• [Data excerpts]
Segment Open

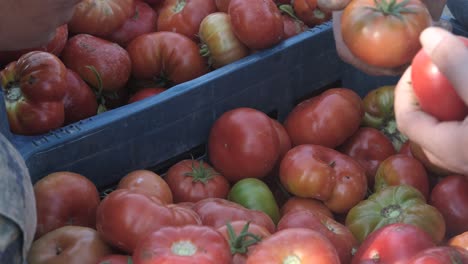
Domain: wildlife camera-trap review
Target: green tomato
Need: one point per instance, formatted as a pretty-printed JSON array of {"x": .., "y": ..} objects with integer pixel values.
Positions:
[{"x": 254, "y": 194}]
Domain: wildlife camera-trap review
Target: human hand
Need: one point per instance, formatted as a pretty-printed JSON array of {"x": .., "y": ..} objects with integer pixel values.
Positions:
[
  {"x": 31, "y": 23},
  {"x": 444, "y": 143}
]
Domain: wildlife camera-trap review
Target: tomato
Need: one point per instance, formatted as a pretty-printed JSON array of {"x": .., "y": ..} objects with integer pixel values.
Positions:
[
  {"x": 257, "y": 23},
  {"x": 103, "y": 64},
  {"x": 242, "y": 236},
  {"x": 125, "y": 217},
  {"x": 216, "y": 212},
  {"x": 395, "y": 204},
  {"x": 183, "y": 245},
  {"x": 219, "y": 43},
  {"x": 450, "y": 197},
  {"x": 401, "y": 169},
  {"x": 192, "y": 181},
  {"x": 184, "y": 17},
  {"x": 100, "y": 17},
  {"x": 68, "y": 244},
  {"x": 294, "y": 245},
  {"x": 313, "y": 171},
  {"x": 369, "y": 147},
  {"x": 33, "y": 88},
  {"x": 65, "y": 198},
  {"x": 434, "y": 91},
  {"x": 338, "y": 234},
  {"x": 254, "y": 194},
  {"x": 368, "y": 27},
  {"x": 308, "y": 12},
  {"x": 305, "y": 204},
  {"x": 80, "y": 101},
  {"x": 243, "y": 143},
  {"x": 166, "y": 55},
  {"x": 144, "y": 20},
  {"x": 149, "y": 183},
  {"x": 327, "y": 119},
  {"x": 394, "y": 243}
]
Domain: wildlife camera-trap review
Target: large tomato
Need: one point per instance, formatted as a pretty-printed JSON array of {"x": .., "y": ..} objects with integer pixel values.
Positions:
[
  {"x": 370, "y": 27},
  {"x": 257, "y": 23},
  {"x": 184, "y": 17},
  {"x": 125, "y": 217},
  {"x": 243, "y": 143},
  {"x": 183, "y": 245},
  {"x": 450, "y": 196},
  {"x": 192, "y": 181},
  {"x": 327, "y": 119},
  {"x": 294, "y": 245},
  {"x": 100, "y": 17},
  {"x": 65, "y": 198},
  {"x": 434, "y": 91},
  {"x": 169, "y": 56},
  {"x": 313, "y": 171}
]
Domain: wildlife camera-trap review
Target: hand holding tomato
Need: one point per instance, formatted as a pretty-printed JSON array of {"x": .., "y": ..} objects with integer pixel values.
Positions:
[{"x": 440, "y": 141}]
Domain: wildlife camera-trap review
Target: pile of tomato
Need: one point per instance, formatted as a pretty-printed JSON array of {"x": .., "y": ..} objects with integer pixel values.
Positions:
[{"x": 334, "y": 183}]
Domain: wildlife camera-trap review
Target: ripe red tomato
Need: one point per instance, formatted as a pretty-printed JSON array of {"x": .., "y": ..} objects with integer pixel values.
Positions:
[
  {"x": 369, "y": 27},
  {"x": 65, "y": 198},
  {"x": 183, "y": 245},
  {"x": 313, "y": 171},
  {"x": 294, "y": 245},
  {"x": 192, "y": 181},
  {"x": 450, "y": 197},
  {"x": 243, "y": 143},
  {"x": 257, "y": 23},
  {"x": 327, "y": 119},
  {"x": 434, "y": 91}
]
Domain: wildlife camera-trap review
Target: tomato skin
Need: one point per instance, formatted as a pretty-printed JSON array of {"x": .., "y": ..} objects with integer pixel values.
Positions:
[
  {"x": 184, "y": 17},
  {"x": 243, "y": 144},
  {"x": 361, "y": 21},
  {"x": 192, "y": 181},
  {"x": 124, "y": 217},
  {"x": 385, "y": 245},
  {"x": 327, "y": 119},
  {"x": 254, "y": 194},
  {"x": 171, "y": 54},
  {"x": 186, "y": 244},
  {"x": 450, "y": 197},
  {"x": 313, "y": 171},
  {"x": 434, "y": 92},
  {"x": 257, "y": 23},
  {"x": 299, "y": 244},
  {"x": 395, "y": 204}
]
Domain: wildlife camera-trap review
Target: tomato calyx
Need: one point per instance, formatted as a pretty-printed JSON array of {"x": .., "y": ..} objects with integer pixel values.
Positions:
[{"x": 239, "y": 243}]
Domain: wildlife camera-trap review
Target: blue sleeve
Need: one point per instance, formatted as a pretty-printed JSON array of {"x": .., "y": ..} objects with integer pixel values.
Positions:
[{"x": 459, "y": 10}]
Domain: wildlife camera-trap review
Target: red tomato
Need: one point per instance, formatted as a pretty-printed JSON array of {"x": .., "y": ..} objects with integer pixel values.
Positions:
[
  {"x": 369, "y": 27},
  {"x": 192, "y": 181},
  {"x": 393, "y": 243},
  {"x": 149, "y": 183},
  {"x": 125, "y": 217},
  {"x": 369, "y": 147},
  {"x": 184, "y": 17},
  {"x": 166, "y": 55},
  {"x": 434, "y": 91},
  {"x": 450, "y": 197},
  {"x": 294, "y": 245},
  {"x": 313, "y": 171},
  {"x": 65, "y": 198},
  {"x": 327, "y": 119},
  {"x": 143, "y": 21},
  {"x": 100, "y": 17},
  {"x": 257, "y": 23},
  {"x": 183, "y": 245},
  {"x": 243, "y": 143}
]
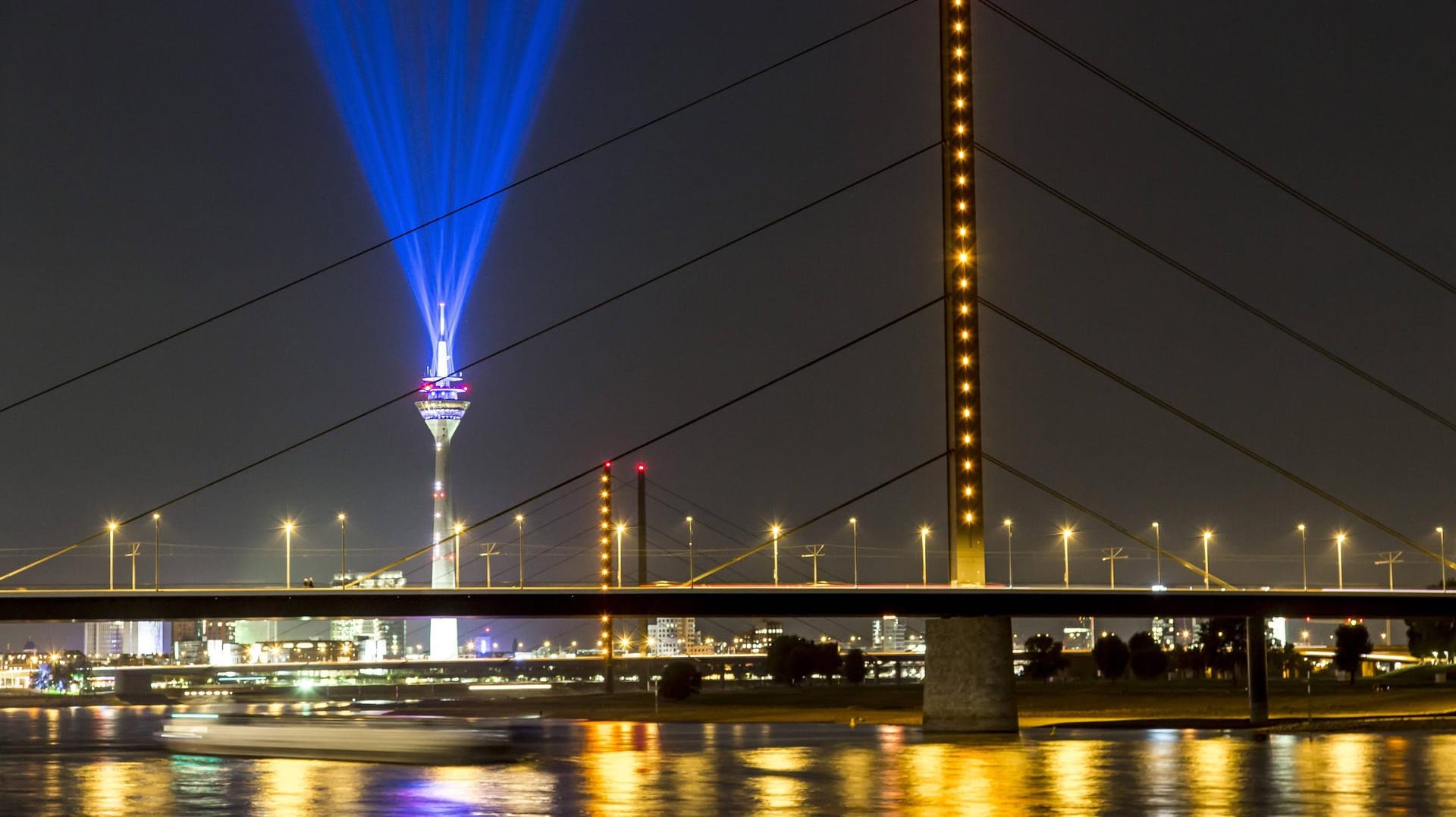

Segment Closed

• [Problem statement] Retype each line above exactly and leave out any picture.

• [The answer]
Domain: wildlife camera-trap review
Target: green tomato
Need: one point per instance, formatted as a pretty-printed JSON array of {"x": .., "y": ..} objects with integer pixel values.
Positions:
[{"x": 254, "y": 194}]
Domain: wildlife camera-trap review
Target: human hand
Need: one point per instance, formatted as a pretty-printed JSON array of {"x": .., "y": ..} objects with integer pixel values.
Positions:
[
  {"x": 31, "y": 23},
  {"x": 444, "y": 143}
]
Domain: wildlife camera-trap review
Target: tomato
Need: one point per instance, formatted as a pretty-printed JSON array of {"x": .., "y": ..} objects with integer pixel values.
Positions:
[
  {"x": 257, "y": 23},
  {"x": 103, "y": 64},
  {"x": 242, "y": 236},
  {"x": 125, "y": 217},
  {"x": 216, "y": 212},
  {"x": 395, "y": 204},
  {"x": 183, "y": 245},
  {"x": 219, "y": 43},
  {"x": 450, "y": 197},
  {"x": 401, "y": 169},
  {"x": 192, "y": 181},
  {"x": 184, "y": 17},
  {"x": 100, "y": 17},
  {"x": 68, "y": 244},
  {"x": 294, "y": 245},
  {"x": 313, "y": 171},
  {"x": 369, "y": 147},
  {"x": 33, "y": 88},
  {"x": 65, "y": 198},
  {"x": 434, "y": 91},
  {"x": 338, "y": 234},
  {"x": 254, "y": 194},
  {"x": 368, "y": 27},
  {"x": 308, "y": 12},
  {"x": 305, "y": 204},
  {"x": 80, "y": 101},
  {"x": 243, "y": 143},
  {"x": 166, "y": 55},
  {"x": 144, "y": 20},
  {"x": 149, "y": 183},
  {"x": 327, "y": 119},
  {"x": 394, "y": 243}
]
Domain: wildlife camera-trap review
Target: large tomato
Need: one point per instance, formatted as a pretty-printed JSON array of {"x": .., "y": ..} objects with integer pixel values.
Positions:
[
  {"x": 370, "y": 27},
  {"x": 257, "y": 23},
  {"x": 184, "y": 17},
  {"x": 125, "y": 217},
  {"x": 243, "y": 143},
  {"x": 183, "y": 245},
  {"x": 450, "y": 196},
  {"x": 192, "y": 181},
  {"x": 327, "y": 119},
  {"x": 294, "y": 245},
  {"x": 100, "y": 17},
  {"x": 65, "y": 198},
  {"x": 434, "y": 91},
  {"x": 169, "y": 56},
  {"x": 313, "y": 171}
]
Domain: wildlife camera-trap review
Target: hand holding tomato
Need: one point per instance, formatted as a pretty-printed JSON array of {"x": .., "y": ..} objects with integer pixel values.
Positions:
[{"x": 440, "y": 141}]
Domain: wildlife camera-trap review
Target: pile of tomato
Need: one point per instance, formatted as a pretty-printed JSON array of {"x": .., "y": ..} objects with integer pixel values.
Positions:
[{"x": 334, "y": 183}]
Domain: wildlife camera-trap review
Target: ripe red tomato
Need: one point per instance, formatted as a pretty-printed JSON array of {"x": .., "y": ..} objects with integer pixel values.
Positions:
[
  {"x": 369, "y": 27},
  {"x": 65, "y": 198},
  {"x": 183, "y": 245},
  {"x": 313, "y": 171},
  {"x": 294, "y": 245},
  {"x": 192, "y": 181},
  {"x": 450, "y": 197},
  {"x": 243, "y": 143},
  {"x": 257, "y": 23},
  {"x": 327, "y": 119},
  {"x": 434, "y": 91}
]
Domain: wildlife camera-trap review
Target: tomato skin
Need: one point per instance, formatted as a pretty-printed JSON array of {"x": .., "y": ..} objects with integer pixel values.
Positions:
[
  {"x": 184, "y": 17},
  {"x": 243, "y": 144},
  {"x": 361, "y": 21},
  {"x": 192, "y": 181},
  {"x": 124, "y": 217},
  {"x": 385, "y": 245},
  {"x": 327, "y": 119},
  {"x": 254, "y": 194},
  {"x": 171, "y": 54},
  {"x": 186, "y": 244},
  {"x": 450, "y": 197},
  {"x": 313, "y": 171},
  {"x": 434, "y": 92},
  {"x": 257, "y": 23},
  {"x": 299, "y": 244},
  {"x": 395, "y": 204}
]
Domain: wildlife camera-trap review
Target: tomato calyx
Need: one point per instance, formatted as a pretty-printed JSON array of {"x": .., "y": ..} objects with integer pixel values.
Positions:
[{"x": 239, "y": 243}]
Domain: wildlife camera-trap review
Target: blue sleeve
Need: one point per instance, formatted as a pretty-printed JSON array of {"x": .., "y": ..} objects with integer pixel values.
Positions:
[{"x": 459, "y": 10}]
Domain: wildlife camera-trap review
Target: red tomato
Need: one point per instance, formatted as a pretty-printed JSON array of {"x": .., "y": ..} objects with integer pixel values.
Positions:
[
  {"x": 369, "y": 27},
  {"x": 192, "y": 181},
  {"x": 393, "y": 243},
  {"x": 149, "y": 183},
  {"x": 125, "y": 217},
  {"x": 369, "y": 147},
  {"x": 184, "y": 17},
  {"x": 166, "y": 55},
  {"x": 434, "y": 91},
  {"x": 450, "y": 197},
  {"x": 294, "y": 245},
  {"x": 313, "y": 171},
  {"x": 65, "y": 198},
  {"x": 327, "y": 119},
  {"x": 143, "y": 21},
  {"x": 100, "y": 17},
  {"x": 257, "y": 23},
  {"x": 183, "y": 245},
  {"x": 243, "y": 143}
]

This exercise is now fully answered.